(THE DATA Opens)

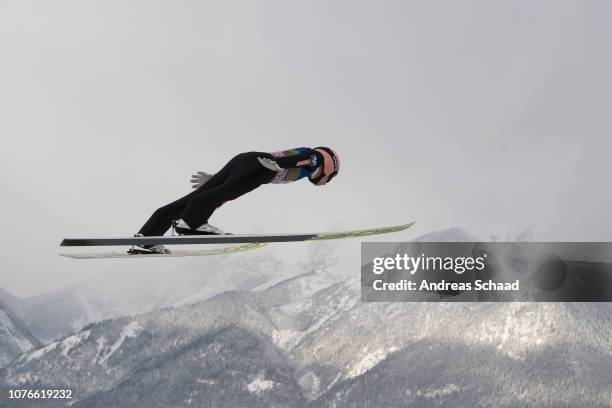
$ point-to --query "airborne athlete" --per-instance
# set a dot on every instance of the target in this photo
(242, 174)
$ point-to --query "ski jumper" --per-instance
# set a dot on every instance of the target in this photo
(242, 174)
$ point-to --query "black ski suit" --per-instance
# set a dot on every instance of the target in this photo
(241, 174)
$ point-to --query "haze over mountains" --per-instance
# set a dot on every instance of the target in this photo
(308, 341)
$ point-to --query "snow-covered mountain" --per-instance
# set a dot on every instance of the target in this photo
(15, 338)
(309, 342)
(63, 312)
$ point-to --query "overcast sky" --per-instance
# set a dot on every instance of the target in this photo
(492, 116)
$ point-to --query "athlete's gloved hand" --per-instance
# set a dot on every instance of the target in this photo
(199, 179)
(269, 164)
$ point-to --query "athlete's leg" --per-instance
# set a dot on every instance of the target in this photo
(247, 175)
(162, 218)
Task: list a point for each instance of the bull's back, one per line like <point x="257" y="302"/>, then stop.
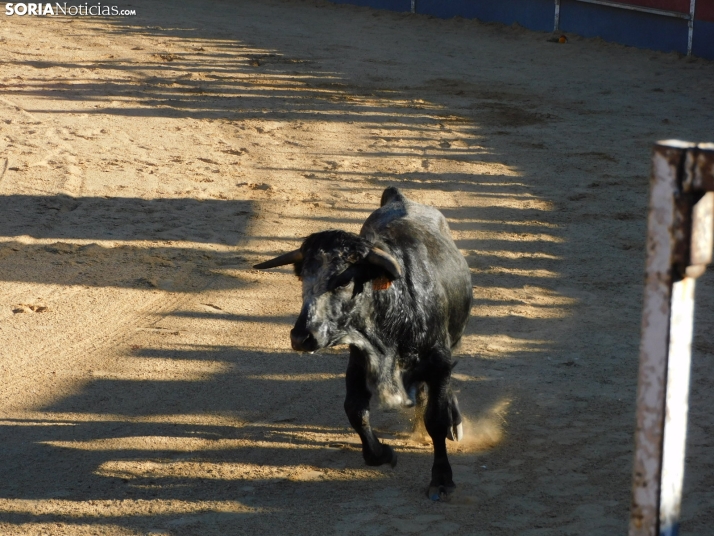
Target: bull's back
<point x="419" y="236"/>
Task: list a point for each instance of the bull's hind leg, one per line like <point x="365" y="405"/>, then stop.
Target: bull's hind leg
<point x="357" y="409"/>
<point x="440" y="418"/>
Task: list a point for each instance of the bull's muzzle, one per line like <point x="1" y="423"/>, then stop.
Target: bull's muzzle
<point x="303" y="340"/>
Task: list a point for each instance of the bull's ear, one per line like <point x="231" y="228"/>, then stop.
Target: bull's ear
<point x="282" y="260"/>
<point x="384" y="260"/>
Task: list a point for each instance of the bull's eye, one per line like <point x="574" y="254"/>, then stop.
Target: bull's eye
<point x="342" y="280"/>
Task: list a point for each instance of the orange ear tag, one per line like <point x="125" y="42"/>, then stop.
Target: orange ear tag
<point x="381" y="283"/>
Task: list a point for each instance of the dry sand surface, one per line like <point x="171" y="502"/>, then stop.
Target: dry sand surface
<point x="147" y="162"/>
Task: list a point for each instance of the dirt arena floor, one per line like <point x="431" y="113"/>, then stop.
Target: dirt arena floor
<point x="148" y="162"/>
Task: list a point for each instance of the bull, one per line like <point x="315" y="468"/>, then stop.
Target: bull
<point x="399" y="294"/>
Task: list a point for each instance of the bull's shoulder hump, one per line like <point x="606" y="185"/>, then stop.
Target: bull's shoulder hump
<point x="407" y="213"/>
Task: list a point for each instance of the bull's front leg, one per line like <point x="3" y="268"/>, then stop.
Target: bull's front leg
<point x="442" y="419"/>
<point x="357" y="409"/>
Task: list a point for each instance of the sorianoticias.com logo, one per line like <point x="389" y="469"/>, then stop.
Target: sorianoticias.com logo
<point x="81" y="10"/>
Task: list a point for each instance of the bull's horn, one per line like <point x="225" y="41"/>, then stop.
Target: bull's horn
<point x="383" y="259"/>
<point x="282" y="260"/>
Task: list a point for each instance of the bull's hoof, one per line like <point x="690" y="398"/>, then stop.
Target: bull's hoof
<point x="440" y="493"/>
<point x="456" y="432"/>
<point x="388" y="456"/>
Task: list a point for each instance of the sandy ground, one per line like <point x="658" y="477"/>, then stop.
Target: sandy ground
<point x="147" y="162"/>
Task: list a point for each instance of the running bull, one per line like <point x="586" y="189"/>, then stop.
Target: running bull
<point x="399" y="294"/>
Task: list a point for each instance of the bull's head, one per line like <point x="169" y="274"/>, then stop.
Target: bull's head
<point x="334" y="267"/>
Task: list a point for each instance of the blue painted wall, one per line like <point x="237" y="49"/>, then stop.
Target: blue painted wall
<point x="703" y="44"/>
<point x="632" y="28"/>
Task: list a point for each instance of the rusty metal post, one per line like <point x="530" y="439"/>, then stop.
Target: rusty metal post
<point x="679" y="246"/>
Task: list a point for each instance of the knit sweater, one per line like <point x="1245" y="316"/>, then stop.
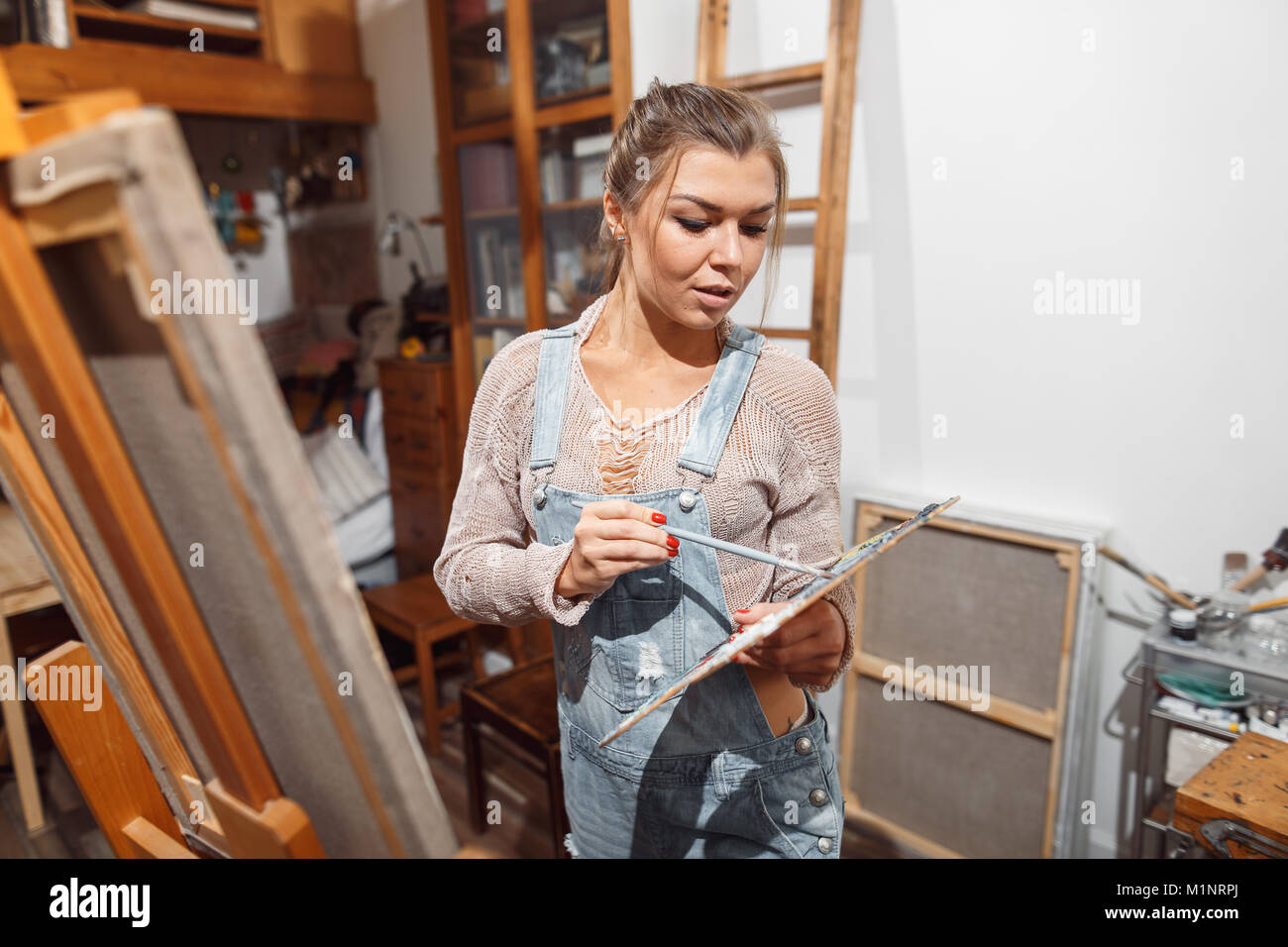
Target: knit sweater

(THE DATA Closes)
(THE DATA Opens)

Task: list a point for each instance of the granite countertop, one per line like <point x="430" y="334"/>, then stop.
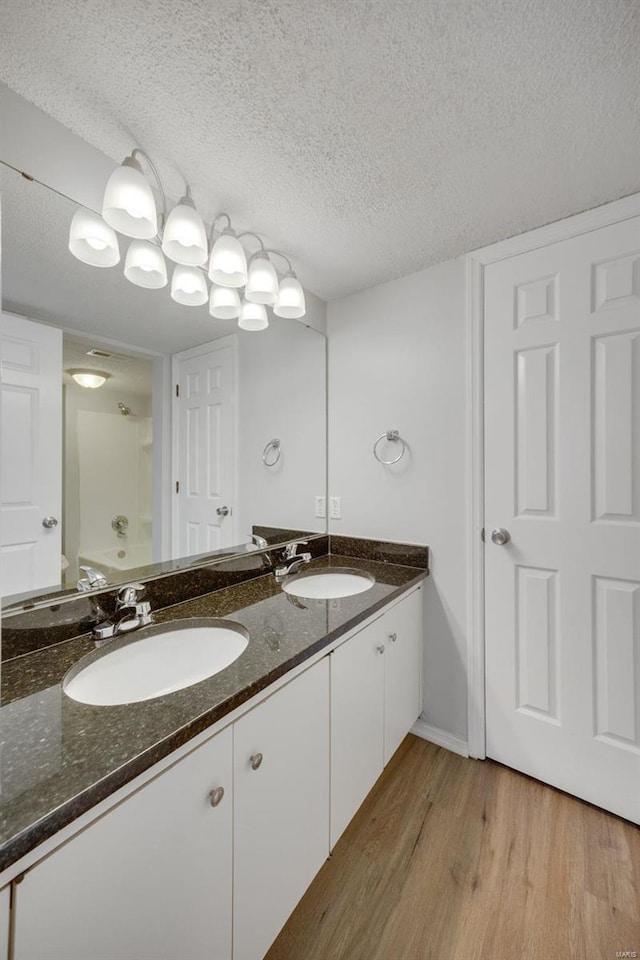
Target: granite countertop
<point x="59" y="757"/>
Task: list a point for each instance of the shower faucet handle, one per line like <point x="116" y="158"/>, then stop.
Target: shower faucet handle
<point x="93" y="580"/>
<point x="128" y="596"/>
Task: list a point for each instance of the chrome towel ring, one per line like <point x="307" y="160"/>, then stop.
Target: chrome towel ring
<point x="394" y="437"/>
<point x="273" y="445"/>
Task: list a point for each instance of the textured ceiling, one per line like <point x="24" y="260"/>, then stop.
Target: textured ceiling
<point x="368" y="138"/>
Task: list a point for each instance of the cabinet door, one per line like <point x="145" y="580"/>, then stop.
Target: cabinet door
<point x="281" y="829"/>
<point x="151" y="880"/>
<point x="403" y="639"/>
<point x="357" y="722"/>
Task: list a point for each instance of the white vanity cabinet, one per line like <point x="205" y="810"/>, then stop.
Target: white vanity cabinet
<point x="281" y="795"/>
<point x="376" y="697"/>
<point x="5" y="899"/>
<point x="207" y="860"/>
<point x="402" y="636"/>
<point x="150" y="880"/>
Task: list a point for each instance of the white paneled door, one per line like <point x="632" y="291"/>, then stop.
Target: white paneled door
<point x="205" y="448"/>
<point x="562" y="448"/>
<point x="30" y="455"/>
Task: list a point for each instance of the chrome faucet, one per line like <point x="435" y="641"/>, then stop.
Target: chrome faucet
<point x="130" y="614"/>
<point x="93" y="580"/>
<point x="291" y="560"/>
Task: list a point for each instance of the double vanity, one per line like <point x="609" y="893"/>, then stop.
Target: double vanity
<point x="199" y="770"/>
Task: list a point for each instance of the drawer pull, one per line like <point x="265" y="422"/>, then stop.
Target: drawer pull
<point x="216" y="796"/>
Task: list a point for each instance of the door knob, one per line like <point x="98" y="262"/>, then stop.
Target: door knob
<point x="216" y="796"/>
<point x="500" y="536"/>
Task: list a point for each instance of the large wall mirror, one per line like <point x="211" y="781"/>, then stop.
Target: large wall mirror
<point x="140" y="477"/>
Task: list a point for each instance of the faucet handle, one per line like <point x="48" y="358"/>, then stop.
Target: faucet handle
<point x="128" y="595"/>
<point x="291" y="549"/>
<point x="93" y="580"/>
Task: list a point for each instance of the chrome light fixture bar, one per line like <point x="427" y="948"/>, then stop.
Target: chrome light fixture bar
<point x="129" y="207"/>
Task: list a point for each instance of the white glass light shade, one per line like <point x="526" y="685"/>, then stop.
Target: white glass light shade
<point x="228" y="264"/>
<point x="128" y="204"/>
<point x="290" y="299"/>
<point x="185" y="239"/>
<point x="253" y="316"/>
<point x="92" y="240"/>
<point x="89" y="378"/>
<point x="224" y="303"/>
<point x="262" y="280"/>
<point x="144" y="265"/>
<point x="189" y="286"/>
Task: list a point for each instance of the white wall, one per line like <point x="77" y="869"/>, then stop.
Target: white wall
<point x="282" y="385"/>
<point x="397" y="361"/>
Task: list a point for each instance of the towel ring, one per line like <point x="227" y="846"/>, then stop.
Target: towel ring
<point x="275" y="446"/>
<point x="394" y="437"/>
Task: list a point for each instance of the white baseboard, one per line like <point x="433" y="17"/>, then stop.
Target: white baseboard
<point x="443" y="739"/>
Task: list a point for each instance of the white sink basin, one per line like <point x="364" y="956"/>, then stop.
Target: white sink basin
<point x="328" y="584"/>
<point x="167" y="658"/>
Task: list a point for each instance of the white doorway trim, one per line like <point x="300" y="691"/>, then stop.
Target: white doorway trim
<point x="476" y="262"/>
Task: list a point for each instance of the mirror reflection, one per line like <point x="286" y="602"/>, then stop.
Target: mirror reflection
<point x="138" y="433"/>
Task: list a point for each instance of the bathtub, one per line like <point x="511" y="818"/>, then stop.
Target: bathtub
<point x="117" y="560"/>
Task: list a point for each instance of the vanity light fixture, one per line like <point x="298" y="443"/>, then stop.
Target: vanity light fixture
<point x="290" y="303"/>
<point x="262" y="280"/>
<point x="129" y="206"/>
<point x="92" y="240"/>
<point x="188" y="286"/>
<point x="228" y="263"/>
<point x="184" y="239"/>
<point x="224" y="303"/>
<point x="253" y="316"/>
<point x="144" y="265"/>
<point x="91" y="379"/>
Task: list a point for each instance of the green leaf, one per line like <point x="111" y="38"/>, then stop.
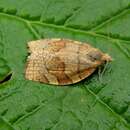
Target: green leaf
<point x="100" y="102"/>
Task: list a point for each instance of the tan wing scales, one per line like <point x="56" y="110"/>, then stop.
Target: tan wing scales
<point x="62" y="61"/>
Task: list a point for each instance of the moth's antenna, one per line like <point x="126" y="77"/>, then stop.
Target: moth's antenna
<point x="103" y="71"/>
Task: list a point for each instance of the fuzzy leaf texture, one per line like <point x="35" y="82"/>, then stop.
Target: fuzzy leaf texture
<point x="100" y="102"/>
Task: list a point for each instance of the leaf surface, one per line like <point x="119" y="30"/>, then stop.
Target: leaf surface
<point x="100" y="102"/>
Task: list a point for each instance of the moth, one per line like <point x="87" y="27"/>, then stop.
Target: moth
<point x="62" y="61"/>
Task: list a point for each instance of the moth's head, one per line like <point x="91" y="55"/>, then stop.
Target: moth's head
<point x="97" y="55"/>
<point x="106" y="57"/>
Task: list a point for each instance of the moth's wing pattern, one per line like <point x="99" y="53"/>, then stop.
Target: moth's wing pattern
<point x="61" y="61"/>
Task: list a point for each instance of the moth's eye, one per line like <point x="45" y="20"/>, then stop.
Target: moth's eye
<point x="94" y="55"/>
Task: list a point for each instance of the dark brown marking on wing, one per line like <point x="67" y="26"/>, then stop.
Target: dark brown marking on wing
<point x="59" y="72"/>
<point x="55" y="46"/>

(THE DATA Closes)

§ REQUIRED ACTION: Using the entries above, give back exactly the line containing "Target: faucet handle", the line containing "white baseboard, one", and every line between them, and nothing else.

§ EXERCISE ANSWER:
Target: faucet handle
<point x="128" y="595"/>
<point x="291" y="549"/>
<point x="93" y="580"/>
Task: list a point for each instance of the chrome light fixture bar, one per line like <point x="427" y="948"/>, then stop.
Target: chrome light fixture bar
<point x="129" y="207"/>
Task: list a point for each instance of the white glass light shade, one per line like <point x="526" y="685"/>, then stop.
Target: white glass light shade
<point x="228" y="264"/>
<point x="128" y="204"/>
<point x="290" y="299"/>
<point x="185" y="239"/>
<point x="253" y="316"/>
<point x="92" y="240"/>
<point x="89" y="378"/>
<point x="224" y="303"/>
<point x="262" y="280"/>
<point x="144" y="265"/>
<point x="189" y="286"/>
Task: list a point for each instance of the white wall, one per line like <point x="77" y="869"/>, then stop.
Target: white wall
<point x="282" y="385"/>
<point x="397" y="361"/>
Task: list a point for each instance of the towel ring, one per line like <point x="227" y="846"/>, then stop.
Target: towel ring
<point x="275" y="446"/>
<point x="394" y="437"/>
Task: list a point for each instance of the white baseboard, one per line like <point x="433" y="17"/>, then stop.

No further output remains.